What needs to be done:
Reproduce all of the data exactly.

Labeled-object pointing entries
##########
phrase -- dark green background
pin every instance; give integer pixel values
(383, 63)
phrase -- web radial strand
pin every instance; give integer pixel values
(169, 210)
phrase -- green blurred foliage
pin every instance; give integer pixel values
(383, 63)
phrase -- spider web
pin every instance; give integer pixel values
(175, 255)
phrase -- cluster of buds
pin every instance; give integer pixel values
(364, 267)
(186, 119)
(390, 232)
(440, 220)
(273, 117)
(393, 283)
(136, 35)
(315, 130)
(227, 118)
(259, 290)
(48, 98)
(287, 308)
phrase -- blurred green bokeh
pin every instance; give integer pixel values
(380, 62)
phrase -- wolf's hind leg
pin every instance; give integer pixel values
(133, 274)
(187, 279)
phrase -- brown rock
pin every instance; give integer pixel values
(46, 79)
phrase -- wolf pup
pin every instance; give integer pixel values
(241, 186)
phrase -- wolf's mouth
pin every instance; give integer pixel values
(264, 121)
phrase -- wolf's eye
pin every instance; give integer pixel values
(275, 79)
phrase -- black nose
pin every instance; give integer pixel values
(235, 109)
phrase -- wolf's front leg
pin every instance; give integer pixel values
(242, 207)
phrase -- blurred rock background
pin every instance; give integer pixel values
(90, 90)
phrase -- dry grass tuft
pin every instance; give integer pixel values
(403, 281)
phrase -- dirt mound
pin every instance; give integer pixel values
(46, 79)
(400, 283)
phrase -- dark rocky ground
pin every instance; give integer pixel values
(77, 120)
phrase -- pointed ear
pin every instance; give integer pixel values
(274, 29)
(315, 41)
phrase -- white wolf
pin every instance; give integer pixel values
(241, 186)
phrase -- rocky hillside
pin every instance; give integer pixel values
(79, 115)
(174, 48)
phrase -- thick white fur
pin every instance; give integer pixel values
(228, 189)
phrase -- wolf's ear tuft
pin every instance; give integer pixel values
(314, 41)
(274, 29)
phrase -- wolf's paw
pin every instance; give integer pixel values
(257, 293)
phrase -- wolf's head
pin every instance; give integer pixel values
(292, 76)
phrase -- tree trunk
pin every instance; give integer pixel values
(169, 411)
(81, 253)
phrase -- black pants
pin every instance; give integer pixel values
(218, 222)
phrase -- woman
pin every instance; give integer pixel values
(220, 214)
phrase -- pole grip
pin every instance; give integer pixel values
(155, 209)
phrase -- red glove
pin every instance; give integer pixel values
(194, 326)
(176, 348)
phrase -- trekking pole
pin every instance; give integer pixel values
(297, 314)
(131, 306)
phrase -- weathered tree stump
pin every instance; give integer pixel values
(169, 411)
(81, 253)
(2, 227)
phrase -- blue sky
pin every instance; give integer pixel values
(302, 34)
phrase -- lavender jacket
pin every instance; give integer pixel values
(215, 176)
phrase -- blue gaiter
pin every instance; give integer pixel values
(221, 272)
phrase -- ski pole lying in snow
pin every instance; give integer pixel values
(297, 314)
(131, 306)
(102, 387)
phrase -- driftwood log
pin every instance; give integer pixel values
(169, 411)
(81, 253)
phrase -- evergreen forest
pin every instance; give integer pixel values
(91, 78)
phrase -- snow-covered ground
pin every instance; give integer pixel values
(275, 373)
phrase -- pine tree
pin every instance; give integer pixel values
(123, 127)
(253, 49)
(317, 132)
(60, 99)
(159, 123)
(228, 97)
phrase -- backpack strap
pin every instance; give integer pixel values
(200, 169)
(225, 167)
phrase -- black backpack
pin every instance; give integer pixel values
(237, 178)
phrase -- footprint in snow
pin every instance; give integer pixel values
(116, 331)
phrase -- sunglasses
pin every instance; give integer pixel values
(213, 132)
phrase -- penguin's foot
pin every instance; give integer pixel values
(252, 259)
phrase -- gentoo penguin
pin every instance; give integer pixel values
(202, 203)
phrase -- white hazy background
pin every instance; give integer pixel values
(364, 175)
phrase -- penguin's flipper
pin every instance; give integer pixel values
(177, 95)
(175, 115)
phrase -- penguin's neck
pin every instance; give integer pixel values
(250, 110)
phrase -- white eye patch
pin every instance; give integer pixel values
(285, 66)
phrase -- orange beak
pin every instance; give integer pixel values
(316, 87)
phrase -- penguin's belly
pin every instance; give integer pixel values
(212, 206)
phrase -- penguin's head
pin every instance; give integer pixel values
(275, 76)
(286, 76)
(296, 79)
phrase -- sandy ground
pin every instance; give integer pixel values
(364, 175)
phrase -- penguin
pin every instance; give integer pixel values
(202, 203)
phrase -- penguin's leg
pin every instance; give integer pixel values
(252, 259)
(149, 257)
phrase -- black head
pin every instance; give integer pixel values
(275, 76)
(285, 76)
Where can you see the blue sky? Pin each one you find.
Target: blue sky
##########
The completed task:
phrase -- dark green background
pin every instance; give integer pixel values
(383, 63)
phrase -- web radial strand
pin every instance; give integer pixel values
(169, 210)
phrase -- green blurred foliage
pin every instance; give integer pixel values
(383, 63)
phrase -- spider web
pin every instance; give integer pixel values
(175, 255)
phrase -- cluster of buds
pin every instance; give integer pixel values
(364, 267)
(186, 119)
(390, 232)
(440, 220)
(273, 117)
(393, 283)
(136, 35)
(315, 130)
(227, 118)
(259, 290)
(48, 98)
(287, 308)
phrase -- blurred green bokeh
pin every instance; give integer pixel values
(380, 62)
phrase -- wolf's hind leg
pin every instance; give integer pixel values
(133, 274)
(187, 279)
phrase -- brown rock
pin every instance; give integer pixel values
(46, 79)
phrase -- wolf pup
pin every instance; give integer pixel values
(241, 186)
phrase -- wolf's mouth
pin every instance; give integer pixel values
(264, 121)
phrase -- wolf's eye
pin every instance; give integer pixel values
(275, 79)
phrase -- black nose
pin every instance; give integer pixel values
(235, 109)
phrase -- wolf's front leg
pin every instance; give integer pixel values
(242, 207)
phrase -- blurred rock background
pin every instance; give integer pixel values
(90, 90)
phrase -- dry grass tuft
pin every instance; give integer pixel values
(403, 281)
phrase -- dirt mound
pin every instance; give integer pixel values
(46, 79)
(400, 283)
phrase -- dark rocky ground
pin every instance; give integer pixel values
(77, 120)
phrase -- pointed ear
pin every instance; give integer pixel values
(274, 29)
(315, 41)
phrase -- white wolf
pin every instance; give integer pixel values
(241, 186)
phrase -- rocky hillside
pin every instance; give integer pixel values
(79, 115)
(174, 48)
phrase -- thick white fur
pin every instance; give integer pixel values
(228, 189)
phrase -- wolf's ear tuft
pin every instance; give integer pixel values
(314, 41)
(274, 29)
phrase -- wolf's paw
pin every instance; give integer pixel values
(257, 293)
phrase -- wolf's head
pin every instance; give integer pixel values
(292, 76)
phrase -- tree trunk
pin every instance; give integer pixel values
(169, 411)
(81, 253)
phrase -- black pants
pin every instance; give integer pixel values
(218, 222)
phrase -- woman
pin every instance; give integer pixel values
(220, 214)
phrase -- pole grip
pin every instance; give integer pixel values
(155, 209)
phrase -- red glove
pin every instance; give integer pixel values
(194, 326)
(176, 348)
phrase -- trekking pole
pin every instance; give integer pixel values
(297, 314)
(131, 306)
phrase -- weathered tree stump
pin every instance; give integer pixel values
(169, 411)
(81, 253)
(2, 227)
phrase -- blue sky
pin every instance; give integer pixel values
(302, 34)
phrase -- lavender jacket
pin every instance; give integer pixel values
(215, 176)
phrase -- blue gaiter
pin every instance; give integer pixel values
(221, 272)
phrase -- ski pole lying in snow
pin every instance; give integer pixel values
(297, 314)
(131, 306)
(102, 387)
phrase -- driftwood log
pin every instance; give integer pixel values
(169, 411)
(81, 253)
phrase -- evergreen forest
pin every instance; give integer pixel values
(91, 78)
phrase -- snow-covered ground
pin every instance; give integer pixel values
(275, 373)
phrase -- pine tree
pin every instance; give integer pixel values
(123, 127)
(253, 49)
(317, 132)
(60, 99)
(159, 123)
(228, 97)
phrase -- backpack strap
pin every instance; give integer pixel values
(200, 169)
(225, 167)
phrase -- black backpack
pin every instance; give integer pixel values
(237, 178)
phrase -- footprint in snow
pin every instance; give integer pixel values
(116, 331)
phrase -- sunglasses
pin every instance; give integer pixel values
(213, 132)
phrase -- penguin's foot
pin every instance; give integer pixel values
(252, 259)
phrase -- gentoo penguin
pin every instance; give integer pixel values
(202, 203)
phrase -- white hazy background
pin every instance; give integer pixel values
(364, 175)
phrase -- penguin's flipper
pin every instance; give integer pixel values
(177, 95)
(175, 115)
phrase -- penguin's neck
pin every instance; give integer pixel values
(250, 110)
phrase -- white eye patch
pin every instance; give integer pixel values
(285, 66)
phrase -- orange beak
pin every instance; give integer pixel values
(316, 87)
phrase -- penguin's belly
pin every instance; give integer pixel values
(212, 206)
phrase -- penguin's head
pin every instance; give integer pixel values
(275, 76)
(286, 76)
(296, 79)
phrase -- sandy ground
pin every instance; give integer pixel values
(364, 175)
phrase -- penguin
pin every instance; give integer pixel values
(202, 203)
phrase -- penguin's leg
pin every instance; give integer pixel values
(252, 259)
(149, 257)
phrase -- black head
pin every instance; give integer pixel values
(275, 76)
(285, 76)
Where can you see the blue sky? Pin each one you find.
Target: blue sky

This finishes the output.